Task requirements:
Write the next part of the forum thread about volunteering in Japan, starting after its last sentence.

Extracted text:
<<<<

Ask YC:  How can I help in Japan? - tirrellp

I know I can help in the 'normal ways with donations'.  But I actually have time to travel out there and give time, effort, and sweat.  Whether its technical/hacker stuff, or organization/project management stuff, or just plain old get hands dirty and help with cleanup stuff, I'm willing.  Does anyone know of some good channels to find out how I can help?
======
patio11
I appreciate the thought, but it takes $2k to bring you here, which is enough
to put an out of work Japanese twenty-something on the project for a month.
He's literate and can understand directions.

I understand there are charitable traditions in which one's personal suffering
incurred matters more than results. In this case, you could work really really
hard at project management in the US, say it was for Japan, and donate half
your salary there and half here. Everyone would end up better off, because
you're vastly more effective doing that than your are being an illiterate
manual laborer.

>>>>

Given records:
<<<<

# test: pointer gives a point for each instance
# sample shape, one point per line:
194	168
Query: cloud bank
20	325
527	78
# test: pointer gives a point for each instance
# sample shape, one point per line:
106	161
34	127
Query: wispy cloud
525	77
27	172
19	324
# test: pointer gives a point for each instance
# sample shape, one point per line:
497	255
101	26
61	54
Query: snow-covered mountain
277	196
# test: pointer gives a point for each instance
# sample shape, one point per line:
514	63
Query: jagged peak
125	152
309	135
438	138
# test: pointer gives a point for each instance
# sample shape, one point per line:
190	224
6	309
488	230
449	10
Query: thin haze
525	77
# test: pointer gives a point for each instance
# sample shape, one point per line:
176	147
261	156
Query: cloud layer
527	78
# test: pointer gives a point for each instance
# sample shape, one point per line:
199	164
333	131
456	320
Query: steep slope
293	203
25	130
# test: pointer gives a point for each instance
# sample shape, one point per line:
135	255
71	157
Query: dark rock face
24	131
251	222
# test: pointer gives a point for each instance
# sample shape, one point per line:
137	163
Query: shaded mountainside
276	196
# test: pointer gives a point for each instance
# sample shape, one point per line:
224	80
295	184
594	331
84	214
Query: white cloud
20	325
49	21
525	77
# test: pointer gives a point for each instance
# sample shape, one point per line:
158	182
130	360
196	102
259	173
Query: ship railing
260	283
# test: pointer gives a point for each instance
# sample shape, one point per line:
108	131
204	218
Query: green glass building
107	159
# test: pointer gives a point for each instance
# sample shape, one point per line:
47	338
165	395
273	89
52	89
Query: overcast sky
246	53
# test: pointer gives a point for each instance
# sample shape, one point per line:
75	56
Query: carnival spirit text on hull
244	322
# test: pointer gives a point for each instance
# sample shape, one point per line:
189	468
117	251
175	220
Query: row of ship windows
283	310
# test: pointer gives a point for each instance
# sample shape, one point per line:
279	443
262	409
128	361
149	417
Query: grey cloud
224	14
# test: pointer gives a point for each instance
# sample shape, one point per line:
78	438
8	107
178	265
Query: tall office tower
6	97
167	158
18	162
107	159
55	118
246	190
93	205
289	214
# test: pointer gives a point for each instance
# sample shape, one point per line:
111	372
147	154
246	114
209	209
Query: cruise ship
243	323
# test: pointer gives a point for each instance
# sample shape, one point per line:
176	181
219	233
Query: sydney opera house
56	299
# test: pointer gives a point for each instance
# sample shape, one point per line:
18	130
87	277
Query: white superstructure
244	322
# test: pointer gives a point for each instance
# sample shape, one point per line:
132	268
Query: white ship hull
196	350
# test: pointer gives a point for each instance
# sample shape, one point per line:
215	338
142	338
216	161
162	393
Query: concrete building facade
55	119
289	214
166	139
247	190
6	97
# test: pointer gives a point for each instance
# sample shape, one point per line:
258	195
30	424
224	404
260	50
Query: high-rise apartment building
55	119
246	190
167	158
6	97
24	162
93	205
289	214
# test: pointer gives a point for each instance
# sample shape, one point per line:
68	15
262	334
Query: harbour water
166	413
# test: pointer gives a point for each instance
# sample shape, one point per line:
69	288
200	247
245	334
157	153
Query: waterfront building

>>>>

Task output:
------
cperciva
You probably can't.

When disasters occur in impoverished countries with poor social
infrastructure, there is a great need for people to set up communications
networks, provide medical care, hand out vaccines, et cetera; but Japan isn't
an impoverished infrastructure-lacking country. They have a functioning
government and lots of technically skilled personnel; in the rare cases they
do need something, they will know and ask for it -- unlike places like post-
quake (and arguably, even pre-quake) Haiti, where the minimally-functioning
government had no idea what resources the relief workers on the ground needed.

------
mariust
If you are a hacker and have one or more website put up the donation code on
your websites, that will help a lot. The people there are great in helping
each other but they need outside support that will cost a lot of money, so for
you the best way to help them is by donation and helping to rise donations, I
suppose. Thanks

------
atgm
Donate blood, donate money.

Narita isn't even running flights and transportation out to that area is
untenable at best, foolhardy at worst.

------
tirrellp
Thanks to everyone for the information.